Engage Supports vs Mage Supports - a League of Legends Guide



Fri 22nd May 2020 - 4:33pm

The support role is one of, if not the most, important role when it comes to a match on Summoner’s Rift. The role is important because their impact with their lane partner is crucial to help your team achieve victory. They can help get their ADC fed, so that they can help carry a game, or they can feed the opposing ADC and spell disaster for the duo in the laning phase. The role is primarily dominated by two types of supports: Engage supports and Mage supports. Today, we will be looking at the pros and cons of each type of support, highlighting a few supports from each category, and explaining what situations are best for each style of support.

> Record excerpts:
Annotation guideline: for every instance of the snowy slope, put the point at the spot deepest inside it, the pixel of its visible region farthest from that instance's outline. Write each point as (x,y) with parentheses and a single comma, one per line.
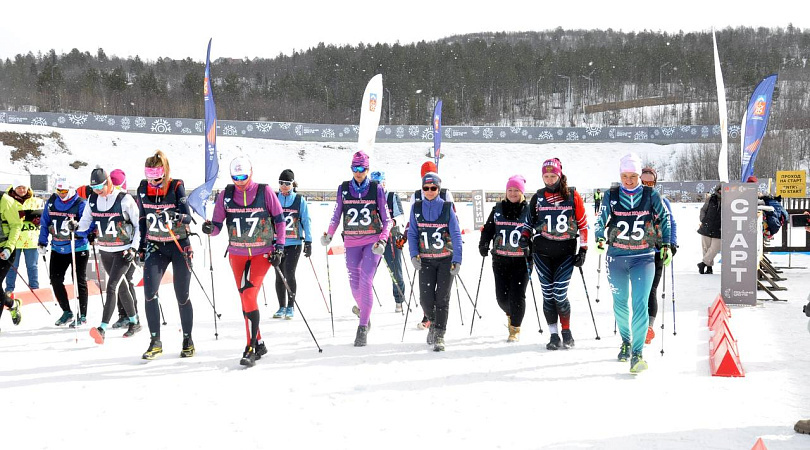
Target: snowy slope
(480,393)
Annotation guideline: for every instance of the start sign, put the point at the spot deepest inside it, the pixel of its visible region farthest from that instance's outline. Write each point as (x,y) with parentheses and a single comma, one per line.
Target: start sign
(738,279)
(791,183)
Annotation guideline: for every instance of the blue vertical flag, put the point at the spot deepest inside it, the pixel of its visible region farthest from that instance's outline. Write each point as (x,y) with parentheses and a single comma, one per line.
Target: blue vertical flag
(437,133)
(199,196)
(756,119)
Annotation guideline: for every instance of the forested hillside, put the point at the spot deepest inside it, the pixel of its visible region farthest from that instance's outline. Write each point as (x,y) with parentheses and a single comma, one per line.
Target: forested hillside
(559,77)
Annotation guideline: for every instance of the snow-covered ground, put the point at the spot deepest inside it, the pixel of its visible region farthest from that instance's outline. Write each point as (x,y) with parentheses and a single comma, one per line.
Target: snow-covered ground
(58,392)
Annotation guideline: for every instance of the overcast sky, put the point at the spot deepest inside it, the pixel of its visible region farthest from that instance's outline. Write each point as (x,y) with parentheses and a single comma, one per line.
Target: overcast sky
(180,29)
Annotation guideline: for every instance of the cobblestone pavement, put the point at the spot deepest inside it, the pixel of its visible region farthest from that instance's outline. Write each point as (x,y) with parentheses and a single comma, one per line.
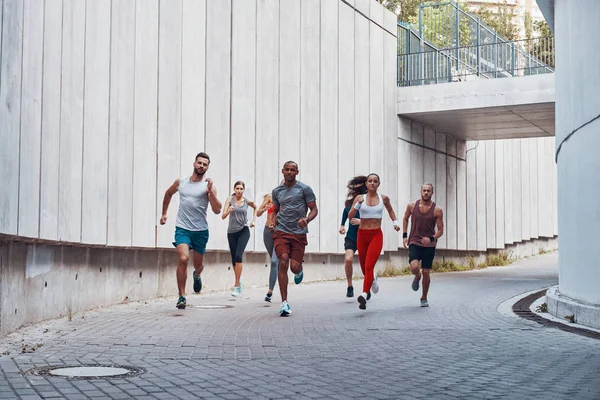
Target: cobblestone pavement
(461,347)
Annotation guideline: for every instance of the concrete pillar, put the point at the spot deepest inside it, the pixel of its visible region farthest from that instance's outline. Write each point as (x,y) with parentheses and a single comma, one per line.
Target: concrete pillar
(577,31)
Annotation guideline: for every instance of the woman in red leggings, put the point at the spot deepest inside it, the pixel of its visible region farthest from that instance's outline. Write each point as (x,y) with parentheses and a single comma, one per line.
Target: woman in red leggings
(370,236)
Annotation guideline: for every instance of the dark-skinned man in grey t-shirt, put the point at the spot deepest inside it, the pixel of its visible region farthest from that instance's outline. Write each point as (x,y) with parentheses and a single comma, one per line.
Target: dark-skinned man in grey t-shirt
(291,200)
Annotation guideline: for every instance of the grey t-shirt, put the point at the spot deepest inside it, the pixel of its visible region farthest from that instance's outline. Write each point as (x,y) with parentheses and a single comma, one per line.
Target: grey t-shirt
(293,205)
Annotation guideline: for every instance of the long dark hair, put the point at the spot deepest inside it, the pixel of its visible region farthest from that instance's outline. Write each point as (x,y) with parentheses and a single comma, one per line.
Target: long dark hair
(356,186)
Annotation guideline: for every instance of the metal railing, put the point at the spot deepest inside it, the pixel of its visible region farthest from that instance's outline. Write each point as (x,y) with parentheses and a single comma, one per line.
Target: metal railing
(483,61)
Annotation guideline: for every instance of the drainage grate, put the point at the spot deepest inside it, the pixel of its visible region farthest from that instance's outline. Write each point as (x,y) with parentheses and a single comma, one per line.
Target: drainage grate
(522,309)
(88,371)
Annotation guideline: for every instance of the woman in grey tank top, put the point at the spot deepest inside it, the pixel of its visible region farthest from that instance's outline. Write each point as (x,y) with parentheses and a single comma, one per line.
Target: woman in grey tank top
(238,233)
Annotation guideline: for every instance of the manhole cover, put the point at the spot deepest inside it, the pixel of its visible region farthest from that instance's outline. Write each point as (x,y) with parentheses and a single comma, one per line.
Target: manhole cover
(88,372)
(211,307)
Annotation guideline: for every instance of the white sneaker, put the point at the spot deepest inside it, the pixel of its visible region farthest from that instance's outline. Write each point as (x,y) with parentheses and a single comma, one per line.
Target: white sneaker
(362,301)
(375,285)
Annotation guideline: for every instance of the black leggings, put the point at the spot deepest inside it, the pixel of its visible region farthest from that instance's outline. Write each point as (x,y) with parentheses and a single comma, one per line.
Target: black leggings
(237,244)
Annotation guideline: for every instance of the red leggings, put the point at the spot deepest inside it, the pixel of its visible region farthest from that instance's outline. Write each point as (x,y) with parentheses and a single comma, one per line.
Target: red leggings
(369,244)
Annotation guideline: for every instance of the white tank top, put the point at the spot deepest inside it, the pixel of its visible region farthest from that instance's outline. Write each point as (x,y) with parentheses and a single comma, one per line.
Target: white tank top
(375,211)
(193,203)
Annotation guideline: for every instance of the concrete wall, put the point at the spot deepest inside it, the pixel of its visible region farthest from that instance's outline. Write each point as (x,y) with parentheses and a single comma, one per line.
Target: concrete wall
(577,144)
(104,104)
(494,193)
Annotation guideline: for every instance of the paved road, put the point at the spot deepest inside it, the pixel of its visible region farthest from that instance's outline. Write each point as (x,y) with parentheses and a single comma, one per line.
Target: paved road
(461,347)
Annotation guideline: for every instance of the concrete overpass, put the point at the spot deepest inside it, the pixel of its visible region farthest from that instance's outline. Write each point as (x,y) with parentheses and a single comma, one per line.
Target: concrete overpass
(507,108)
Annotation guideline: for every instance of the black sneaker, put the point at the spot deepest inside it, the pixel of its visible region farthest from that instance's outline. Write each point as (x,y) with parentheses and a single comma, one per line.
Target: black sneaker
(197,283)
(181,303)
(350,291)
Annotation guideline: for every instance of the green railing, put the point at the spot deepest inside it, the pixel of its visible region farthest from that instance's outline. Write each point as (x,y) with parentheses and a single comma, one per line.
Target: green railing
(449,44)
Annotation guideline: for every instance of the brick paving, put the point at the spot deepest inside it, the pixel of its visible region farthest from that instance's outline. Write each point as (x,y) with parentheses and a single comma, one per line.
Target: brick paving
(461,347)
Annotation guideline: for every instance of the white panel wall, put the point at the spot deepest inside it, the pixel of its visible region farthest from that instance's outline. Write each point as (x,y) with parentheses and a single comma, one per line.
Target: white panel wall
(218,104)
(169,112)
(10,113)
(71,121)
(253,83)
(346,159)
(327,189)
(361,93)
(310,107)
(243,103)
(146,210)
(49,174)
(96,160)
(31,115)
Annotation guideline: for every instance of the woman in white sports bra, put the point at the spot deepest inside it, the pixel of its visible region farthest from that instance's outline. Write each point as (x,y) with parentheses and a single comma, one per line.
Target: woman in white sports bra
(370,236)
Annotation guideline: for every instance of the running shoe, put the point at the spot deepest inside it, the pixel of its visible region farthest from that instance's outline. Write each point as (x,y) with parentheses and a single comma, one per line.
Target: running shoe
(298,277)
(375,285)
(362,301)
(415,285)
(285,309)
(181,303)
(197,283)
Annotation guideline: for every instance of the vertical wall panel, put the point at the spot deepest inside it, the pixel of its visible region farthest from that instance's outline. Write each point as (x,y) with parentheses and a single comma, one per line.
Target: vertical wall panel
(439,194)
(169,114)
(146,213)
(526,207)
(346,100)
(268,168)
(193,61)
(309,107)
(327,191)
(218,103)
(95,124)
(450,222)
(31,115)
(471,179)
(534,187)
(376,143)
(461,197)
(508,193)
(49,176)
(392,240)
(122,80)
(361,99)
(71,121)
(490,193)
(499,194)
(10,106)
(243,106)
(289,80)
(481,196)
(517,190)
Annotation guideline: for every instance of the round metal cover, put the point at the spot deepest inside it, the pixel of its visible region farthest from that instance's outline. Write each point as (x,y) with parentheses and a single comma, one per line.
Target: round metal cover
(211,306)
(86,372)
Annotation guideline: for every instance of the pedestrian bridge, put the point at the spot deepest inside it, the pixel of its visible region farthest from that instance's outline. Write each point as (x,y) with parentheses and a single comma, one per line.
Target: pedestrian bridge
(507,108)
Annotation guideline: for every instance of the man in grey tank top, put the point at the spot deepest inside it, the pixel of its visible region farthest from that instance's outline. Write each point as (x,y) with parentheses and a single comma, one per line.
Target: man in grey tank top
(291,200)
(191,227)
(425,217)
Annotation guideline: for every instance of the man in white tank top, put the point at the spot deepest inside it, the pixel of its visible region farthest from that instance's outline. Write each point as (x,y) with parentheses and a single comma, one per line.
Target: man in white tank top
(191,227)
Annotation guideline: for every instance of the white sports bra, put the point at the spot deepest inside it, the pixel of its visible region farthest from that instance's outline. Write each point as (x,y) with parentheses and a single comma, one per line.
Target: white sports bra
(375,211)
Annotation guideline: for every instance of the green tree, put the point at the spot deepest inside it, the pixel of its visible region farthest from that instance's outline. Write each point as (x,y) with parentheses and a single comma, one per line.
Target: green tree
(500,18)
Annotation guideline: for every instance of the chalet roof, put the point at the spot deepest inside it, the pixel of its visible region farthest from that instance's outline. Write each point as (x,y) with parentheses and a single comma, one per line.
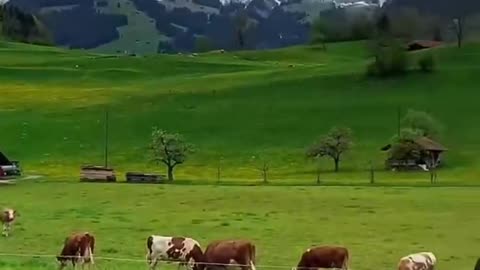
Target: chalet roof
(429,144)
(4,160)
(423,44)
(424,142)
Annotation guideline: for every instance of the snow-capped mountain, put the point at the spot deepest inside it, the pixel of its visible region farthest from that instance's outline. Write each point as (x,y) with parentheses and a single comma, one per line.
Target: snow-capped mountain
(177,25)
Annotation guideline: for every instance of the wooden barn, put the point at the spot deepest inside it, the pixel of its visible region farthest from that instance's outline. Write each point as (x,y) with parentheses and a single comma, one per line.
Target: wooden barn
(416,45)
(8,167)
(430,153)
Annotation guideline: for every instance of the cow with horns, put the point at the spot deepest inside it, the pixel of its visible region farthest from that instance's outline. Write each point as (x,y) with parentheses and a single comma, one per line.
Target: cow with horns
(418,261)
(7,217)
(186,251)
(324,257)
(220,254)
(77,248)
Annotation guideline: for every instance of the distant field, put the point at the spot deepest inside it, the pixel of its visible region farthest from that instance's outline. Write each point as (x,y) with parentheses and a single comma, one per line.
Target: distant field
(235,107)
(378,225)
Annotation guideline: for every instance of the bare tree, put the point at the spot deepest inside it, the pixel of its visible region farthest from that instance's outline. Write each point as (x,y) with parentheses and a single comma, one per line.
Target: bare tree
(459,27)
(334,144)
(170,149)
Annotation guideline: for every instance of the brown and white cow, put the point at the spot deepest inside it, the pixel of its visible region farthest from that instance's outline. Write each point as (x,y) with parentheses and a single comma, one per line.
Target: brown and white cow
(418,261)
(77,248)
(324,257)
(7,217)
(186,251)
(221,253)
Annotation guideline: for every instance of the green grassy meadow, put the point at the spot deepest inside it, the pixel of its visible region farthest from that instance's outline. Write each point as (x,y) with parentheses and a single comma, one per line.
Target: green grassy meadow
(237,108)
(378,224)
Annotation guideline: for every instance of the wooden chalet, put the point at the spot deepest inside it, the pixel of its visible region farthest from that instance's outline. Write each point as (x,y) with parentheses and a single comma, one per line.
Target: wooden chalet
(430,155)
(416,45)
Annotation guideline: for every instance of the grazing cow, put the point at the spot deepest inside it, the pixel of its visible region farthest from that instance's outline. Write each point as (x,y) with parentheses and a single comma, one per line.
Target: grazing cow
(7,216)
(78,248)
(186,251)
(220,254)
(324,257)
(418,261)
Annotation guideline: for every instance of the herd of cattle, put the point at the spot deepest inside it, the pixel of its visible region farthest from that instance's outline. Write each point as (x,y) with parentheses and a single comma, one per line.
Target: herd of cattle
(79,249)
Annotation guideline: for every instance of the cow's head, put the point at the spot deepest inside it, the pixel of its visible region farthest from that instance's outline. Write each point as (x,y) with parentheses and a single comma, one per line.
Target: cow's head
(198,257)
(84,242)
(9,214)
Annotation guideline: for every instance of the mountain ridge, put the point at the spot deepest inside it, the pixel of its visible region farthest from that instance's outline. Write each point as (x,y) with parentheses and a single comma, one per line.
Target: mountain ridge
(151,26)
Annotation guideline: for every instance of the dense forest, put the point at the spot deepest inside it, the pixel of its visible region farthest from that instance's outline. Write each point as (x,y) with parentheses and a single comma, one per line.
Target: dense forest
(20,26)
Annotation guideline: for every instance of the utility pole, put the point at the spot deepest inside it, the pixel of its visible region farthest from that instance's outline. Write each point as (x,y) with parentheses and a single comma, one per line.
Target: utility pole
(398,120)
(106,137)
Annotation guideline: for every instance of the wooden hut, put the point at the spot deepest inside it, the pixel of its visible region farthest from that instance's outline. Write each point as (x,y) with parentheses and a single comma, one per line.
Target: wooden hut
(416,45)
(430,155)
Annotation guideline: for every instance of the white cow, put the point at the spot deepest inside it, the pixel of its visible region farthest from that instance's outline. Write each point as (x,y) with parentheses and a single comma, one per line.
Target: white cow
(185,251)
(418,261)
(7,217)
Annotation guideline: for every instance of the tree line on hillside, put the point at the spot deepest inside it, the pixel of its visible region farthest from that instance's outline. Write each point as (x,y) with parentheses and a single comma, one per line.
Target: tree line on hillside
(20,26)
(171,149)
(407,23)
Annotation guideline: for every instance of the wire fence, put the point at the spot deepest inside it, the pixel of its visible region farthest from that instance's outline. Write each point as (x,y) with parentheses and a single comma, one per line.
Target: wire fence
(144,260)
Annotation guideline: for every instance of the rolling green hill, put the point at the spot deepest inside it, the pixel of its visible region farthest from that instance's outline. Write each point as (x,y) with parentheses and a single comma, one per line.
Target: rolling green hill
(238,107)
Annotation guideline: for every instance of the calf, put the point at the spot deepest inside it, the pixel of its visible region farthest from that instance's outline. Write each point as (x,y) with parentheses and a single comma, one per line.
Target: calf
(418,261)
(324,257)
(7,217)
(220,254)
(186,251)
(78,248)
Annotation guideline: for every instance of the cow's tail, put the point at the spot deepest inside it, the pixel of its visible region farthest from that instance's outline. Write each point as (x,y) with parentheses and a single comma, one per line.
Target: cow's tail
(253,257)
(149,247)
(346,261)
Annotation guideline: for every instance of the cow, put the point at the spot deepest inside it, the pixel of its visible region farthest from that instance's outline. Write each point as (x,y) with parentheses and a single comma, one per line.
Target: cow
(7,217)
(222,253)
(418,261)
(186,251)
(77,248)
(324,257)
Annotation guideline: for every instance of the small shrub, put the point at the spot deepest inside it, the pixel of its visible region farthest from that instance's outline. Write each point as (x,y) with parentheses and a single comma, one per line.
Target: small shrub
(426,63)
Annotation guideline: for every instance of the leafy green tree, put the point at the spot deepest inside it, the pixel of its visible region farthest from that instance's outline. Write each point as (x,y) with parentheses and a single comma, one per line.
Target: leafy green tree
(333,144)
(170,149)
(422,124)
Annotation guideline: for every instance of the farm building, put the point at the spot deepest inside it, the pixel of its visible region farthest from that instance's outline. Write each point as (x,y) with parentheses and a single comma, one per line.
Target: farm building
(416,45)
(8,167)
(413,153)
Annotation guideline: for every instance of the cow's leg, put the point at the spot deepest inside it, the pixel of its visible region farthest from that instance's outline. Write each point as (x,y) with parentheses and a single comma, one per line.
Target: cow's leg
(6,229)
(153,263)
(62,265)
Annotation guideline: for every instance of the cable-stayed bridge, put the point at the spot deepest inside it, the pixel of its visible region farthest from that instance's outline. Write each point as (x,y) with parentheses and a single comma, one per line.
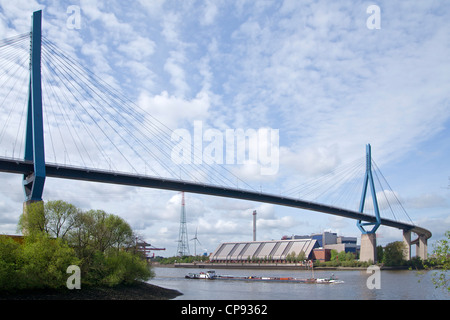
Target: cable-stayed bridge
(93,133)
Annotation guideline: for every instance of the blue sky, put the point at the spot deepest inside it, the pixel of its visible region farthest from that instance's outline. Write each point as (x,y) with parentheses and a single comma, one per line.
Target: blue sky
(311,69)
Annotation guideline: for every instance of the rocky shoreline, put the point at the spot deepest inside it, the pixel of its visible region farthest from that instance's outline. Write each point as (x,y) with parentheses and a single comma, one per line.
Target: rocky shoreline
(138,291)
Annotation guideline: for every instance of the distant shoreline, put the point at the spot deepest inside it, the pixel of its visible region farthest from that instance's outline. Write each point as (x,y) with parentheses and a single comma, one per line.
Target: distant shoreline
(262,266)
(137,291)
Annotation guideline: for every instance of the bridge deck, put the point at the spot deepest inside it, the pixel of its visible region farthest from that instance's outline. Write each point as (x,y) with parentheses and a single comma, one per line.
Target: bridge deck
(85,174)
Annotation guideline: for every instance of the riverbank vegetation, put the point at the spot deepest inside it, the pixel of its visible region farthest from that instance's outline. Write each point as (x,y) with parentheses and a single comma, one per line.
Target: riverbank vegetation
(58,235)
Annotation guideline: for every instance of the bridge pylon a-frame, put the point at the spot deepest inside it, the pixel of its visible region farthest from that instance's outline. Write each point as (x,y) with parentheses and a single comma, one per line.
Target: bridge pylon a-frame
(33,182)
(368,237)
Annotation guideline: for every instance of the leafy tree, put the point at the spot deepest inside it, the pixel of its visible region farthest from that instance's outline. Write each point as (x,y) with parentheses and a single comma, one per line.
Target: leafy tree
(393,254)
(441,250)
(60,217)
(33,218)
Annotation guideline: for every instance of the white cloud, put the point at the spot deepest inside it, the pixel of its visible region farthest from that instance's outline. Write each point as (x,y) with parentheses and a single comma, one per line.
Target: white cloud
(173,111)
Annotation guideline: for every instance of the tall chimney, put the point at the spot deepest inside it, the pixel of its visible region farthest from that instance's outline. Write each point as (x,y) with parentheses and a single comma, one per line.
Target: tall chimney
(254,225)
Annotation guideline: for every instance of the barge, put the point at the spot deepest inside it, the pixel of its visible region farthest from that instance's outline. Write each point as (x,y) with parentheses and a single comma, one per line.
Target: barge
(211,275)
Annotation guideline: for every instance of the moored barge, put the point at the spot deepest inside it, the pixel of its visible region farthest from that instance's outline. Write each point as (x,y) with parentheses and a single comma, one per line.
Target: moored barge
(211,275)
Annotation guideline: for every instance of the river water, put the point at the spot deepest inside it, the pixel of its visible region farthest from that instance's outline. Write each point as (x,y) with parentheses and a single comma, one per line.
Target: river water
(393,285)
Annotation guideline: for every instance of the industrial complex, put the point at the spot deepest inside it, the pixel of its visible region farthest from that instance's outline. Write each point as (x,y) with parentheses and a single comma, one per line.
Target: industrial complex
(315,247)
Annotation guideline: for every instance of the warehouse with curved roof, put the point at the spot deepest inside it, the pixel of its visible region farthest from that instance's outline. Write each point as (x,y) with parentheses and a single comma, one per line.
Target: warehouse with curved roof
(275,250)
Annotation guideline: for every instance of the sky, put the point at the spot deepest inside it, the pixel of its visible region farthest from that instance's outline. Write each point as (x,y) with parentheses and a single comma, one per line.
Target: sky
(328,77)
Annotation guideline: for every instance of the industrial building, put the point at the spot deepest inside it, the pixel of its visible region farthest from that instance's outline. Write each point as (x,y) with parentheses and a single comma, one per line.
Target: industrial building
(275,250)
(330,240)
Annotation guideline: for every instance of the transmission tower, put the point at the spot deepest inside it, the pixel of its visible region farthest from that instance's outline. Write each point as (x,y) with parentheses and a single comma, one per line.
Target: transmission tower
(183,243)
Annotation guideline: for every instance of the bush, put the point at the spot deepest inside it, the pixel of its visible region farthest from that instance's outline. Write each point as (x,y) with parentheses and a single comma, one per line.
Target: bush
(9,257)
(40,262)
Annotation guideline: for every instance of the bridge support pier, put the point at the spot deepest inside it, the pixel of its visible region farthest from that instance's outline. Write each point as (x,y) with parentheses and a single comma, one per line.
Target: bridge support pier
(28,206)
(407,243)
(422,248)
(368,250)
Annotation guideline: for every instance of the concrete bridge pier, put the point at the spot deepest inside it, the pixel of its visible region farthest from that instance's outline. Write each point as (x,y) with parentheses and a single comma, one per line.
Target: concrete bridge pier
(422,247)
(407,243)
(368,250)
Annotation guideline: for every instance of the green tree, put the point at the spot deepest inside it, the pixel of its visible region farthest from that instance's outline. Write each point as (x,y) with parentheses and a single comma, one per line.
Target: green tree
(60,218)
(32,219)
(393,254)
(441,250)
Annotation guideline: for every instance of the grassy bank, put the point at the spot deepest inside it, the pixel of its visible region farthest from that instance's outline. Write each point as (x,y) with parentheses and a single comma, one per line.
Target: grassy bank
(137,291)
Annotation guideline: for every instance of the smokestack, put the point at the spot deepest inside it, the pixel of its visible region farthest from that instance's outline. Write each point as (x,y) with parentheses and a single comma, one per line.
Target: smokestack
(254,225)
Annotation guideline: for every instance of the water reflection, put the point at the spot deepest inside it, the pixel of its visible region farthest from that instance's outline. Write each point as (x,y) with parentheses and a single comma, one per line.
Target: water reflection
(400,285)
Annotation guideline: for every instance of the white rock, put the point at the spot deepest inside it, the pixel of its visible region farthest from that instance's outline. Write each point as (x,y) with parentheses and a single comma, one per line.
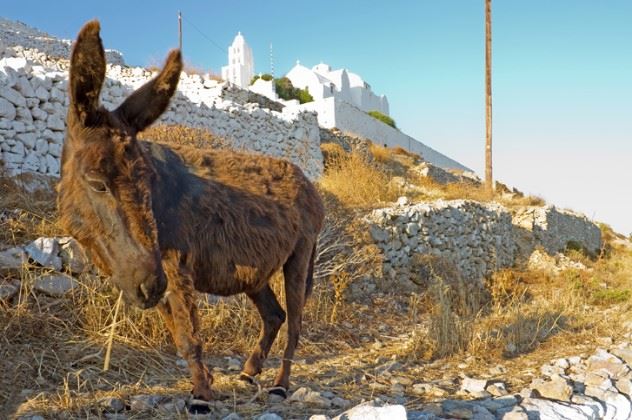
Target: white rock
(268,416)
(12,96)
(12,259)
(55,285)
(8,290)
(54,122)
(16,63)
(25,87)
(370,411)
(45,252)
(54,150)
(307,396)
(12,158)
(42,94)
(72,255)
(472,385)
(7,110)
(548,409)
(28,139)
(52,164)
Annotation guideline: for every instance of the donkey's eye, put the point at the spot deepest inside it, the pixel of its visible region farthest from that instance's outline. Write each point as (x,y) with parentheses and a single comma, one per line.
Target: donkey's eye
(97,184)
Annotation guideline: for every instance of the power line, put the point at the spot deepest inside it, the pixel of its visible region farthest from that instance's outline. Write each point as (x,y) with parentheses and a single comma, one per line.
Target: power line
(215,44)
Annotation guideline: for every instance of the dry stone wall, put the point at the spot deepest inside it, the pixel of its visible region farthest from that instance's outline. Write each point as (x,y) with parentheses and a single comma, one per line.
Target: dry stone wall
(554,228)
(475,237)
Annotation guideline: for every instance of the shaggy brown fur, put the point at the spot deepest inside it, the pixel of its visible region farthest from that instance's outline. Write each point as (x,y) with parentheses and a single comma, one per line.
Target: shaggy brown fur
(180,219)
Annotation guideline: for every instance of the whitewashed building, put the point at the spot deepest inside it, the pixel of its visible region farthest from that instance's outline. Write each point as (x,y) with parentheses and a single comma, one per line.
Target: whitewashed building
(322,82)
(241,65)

> Tasks and exercises:
**A.** List everything the last sentence of the League of Legends support guide says the guide will cover.
**B.** Retype the League of Legends support guide from "Engage Supports vs" to "style of support.".

> Complete answers:
**A.**
- The pros and cons of each type of support
- A few supports from each category
- What situations are best for each style of support

**B.**
Engage Supports vs Mage Supports - a League of Legends Guide



Fri 22nd May 2020 - 4:33pm

The support role is one of, if not the most, important role when it comes to a match on Summoner’s Rift. The role is important because their impact with their lane partner is crucial to help your team achieve victory. They can help get their ADC fed, so that they can help carry a game, or they can feed the opposing ADC and spell disaster for the duo in the laning phase. The role is primarily dominated by two types of supports: Engage supports and Mage supports. Today, we will be looking at the pros and cons of each type of support, highlighting a few supports from each category, and explaining what situations are best for each style of support.